Records
******

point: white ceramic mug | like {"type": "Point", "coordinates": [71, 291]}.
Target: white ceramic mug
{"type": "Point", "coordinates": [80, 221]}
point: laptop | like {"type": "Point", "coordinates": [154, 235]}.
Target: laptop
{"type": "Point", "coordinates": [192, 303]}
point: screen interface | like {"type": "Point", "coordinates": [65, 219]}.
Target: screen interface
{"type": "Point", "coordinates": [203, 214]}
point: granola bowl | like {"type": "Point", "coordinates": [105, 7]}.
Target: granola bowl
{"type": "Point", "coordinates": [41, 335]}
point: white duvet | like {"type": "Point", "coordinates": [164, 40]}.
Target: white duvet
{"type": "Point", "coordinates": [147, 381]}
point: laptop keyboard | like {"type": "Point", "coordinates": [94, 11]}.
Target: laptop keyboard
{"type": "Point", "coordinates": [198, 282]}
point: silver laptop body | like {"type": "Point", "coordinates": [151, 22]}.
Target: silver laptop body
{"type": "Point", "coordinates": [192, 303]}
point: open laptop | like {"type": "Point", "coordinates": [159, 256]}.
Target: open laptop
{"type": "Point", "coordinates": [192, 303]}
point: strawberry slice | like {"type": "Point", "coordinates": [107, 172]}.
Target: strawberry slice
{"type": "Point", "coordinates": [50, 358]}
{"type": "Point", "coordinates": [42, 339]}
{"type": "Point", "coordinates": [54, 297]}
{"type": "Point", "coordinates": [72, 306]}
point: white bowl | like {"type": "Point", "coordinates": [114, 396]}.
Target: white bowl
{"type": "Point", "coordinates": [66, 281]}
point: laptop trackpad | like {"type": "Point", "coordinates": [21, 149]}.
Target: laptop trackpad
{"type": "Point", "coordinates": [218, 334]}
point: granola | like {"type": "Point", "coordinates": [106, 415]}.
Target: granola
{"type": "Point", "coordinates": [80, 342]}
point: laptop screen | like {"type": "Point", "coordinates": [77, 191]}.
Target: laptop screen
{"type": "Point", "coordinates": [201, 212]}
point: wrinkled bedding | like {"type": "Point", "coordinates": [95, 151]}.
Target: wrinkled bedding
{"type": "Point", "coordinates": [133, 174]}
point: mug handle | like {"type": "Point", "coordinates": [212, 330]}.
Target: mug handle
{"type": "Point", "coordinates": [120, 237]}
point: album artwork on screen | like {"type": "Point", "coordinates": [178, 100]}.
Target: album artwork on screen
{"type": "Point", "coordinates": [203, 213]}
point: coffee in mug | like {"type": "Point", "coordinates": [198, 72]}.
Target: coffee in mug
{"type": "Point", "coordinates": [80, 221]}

******

▶ [Request]:
Recast every line of the data above as a JSON list of strings, with one string per line and any blank lines omitted.

▶ [Correct output]:
[
  "point: white ceramic mug | like {\"type\": \"Point\", \"coordinates\": [71, 291]}.",
  "Target: white ceramic mug",
  "{\"type\": \"Point\", \"coordinates\": [80, 221]}",
  "point: laptop | like {\"type\": \"Point\", \"coordinates\": [154, 235]}.",
  "Target: laptop",
  "{\"type\": \"Point\", \"coordinates\": [192, 303]}",
  "point: screen interface | like {\"type\": \"Point\", \"coordinates\": [65, 219]}.",
  "Target: screen interface",
  "{\"type\": \"Point\", \"coordinates\": [203, 214]}",
  "point: granola bowl | like {\"type\": \"Point\", \"coordinates\": [105, 7]}.",
  "Target: granola bowl",
  "{\"type\": \"Point\", \"coordinates\": [41, 335]}",
  "point: white duvet | like {\"type\": \"Point\", \"coordinates\": [164, 40]}.",
  "Target: white duvet",
  "{\"type\": \"Point\", \"coordinates\": [147, 381]}",
  "point: laptop keyboard | like {\"type\": \"Point\", \"coordinates\": [94, 11]}.",
  "Target: laptop keyboard",
  "{\"type\": \"Point\", \"coordinates\": [198, 282]}",
  "point: silver laptop body | like {\"type\": \"Point\", \"coordinates\": [151, 22]}.",
  "Target: silver laptop body",
  "{\"type\": \"Point\", \"coordinates\": [192, 303]}",
  "point: open laptop | like {\"type\": \"Point\", \"coordinates\": [159, 256]}.",
  "Target: open laptop",
  "{\"type\": \"Point\", \"coordinates\": [192, 303]}",
  "point: strawberry slice | like {\"type\": \"Point\", \"coordinates\": [107, 172]}.",
  "Target: strawberry slice",
  "{\"type\": \"Point\", \"coordinates\": [50, 358]}",
  "{\"type\": \"Point\", \"coordinates\": [42, 339]}",
  "{\"type\": \"Point\", \"coordinates\": [54, 297]}",
  "{\"type\": \"Point\", \"coordinates\": [72, 306]}",
  "point: white bowl | like {\"type\": \"Point\", \"coordinates\": [114, 396]}.",
  "Target: white bowl",
  "{\"type\": \"Point\", \"coordinates\": [66, 281]}",
  "point: laptop trackpad | like {\"type\": \"Point\", \"coordinates\": [21, 149]}.",
  "Target: laptop trackpad",
  "{\"type\": \"Point\", \"coordinates\": [218, 334]}",
  "point: granola | like {\"type\": \"Point\", \"coordinates\": [106, 415]}.",
  "Target: granola",
  "{\"type\": \"Point\", \"coordinates\": [80, 342]}",
  "point: laptop screen | like {\"type\": \"Point\", \"coordinates\": [77, 191]}.",
  "Target: laptop screen",
  "{\"type\": \"Point\", \"coordinates\": [201, 212]}",
  "point: wrinkled bedding | like {\"type\": \"Point\", \"coordinates\": [95, 151]}.",
  "Target: wrinkled bedding",
  "{\"type\": \"Point\", \"coordinates\": [133, 174]}",
  "point: mug handle | like {\"type\": \"Point\", \"coordinates\": [212, 330]}.",
  "Target: mug handle",
  "{\"type\": \"Point\", \"coordinates\": [120, 237]}",
  "point: album artwork on screen | like {\"type\": \"Point\", \"coordinates\": [178, 100]}.",
  "Target: album artwork on screen",
  "{\"type\": \"Point\", \"coordinates\": [203, 213]}",
  "point: coffee in mug | like {\"type\": \"Point\", \"coordinates\": [198, 72]}.",
  "Target: coffee in mug",
  "{\"type\": \"Point\", \"coordinates\": [80, 221]}"
]